**WORK TO BE COMPLETED**
Return the lines below, copied exactly, from the line containing "on bicycle with" through the last line, both ends included.

**ENTRIES**

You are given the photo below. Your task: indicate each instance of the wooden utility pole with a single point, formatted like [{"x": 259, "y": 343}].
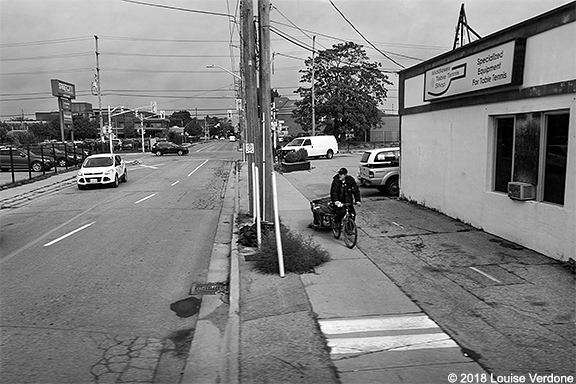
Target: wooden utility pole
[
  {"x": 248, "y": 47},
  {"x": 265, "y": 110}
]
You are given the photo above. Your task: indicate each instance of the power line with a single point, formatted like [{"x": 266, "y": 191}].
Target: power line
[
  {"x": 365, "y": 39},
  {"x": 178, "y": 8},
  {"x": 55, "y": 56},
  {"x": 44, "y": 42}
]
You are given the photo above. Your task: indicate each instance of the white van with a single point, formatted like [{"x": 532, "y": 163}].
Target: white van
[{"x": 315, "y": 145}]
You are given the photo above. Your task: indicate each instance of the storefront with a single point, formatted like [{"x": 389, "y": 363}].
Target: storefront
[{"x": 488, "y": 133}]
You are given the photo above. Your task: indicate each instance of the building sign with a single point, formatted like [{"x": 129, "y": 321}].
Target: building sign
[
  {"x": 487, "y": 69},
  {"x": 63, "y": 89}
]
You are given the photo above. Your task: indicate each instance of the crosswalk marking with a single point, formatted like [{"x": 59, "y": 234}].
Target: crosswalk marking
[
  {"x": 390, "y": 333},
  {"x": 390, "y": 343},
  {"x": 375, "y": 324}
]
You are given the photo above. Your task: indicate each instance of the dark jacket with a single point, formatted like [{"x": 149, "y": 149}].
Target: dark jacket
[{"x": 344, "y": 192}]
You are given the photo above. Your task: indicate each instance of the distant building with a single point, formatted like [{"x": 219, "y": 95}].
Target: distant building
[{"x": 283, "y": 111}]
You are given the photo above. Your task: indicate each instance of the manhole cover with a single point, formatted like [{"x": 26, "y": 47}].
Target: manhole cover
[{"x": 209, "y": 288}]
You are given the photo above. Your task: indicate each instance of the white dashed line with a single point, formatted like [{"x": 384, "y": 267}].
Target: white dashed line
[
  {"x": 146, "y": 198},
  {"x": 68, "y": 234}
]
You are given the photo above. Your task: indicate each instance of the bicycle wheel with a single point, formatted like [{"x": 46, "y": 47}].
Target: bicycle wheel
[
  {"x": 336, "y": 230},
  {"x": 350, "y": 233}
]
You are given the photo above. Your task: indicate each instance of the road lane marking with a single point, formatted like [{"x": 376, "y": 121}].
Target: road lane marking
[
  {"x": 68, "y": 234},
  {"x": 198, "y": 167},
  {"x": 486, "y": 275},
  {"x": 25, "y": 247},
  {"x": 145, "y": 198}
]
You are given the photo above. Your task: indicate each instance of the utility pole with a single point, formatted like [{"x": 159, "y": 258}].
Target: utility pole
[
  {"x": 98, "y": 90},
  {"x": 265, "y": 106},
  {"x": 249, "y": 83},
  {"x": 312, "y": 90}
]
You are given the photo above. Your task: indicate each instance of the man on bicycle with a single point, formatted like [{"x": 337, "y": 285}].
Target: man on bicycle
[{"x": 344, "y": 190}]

**RESPONSE TO THE TASK**
You are given the photo above. Your task: indicate each instance of the man on bicycle with a single point, formatted like [{"x": 337, "y": 285}].
Target: man on bicycle
[{"x": 344, "y": 190}]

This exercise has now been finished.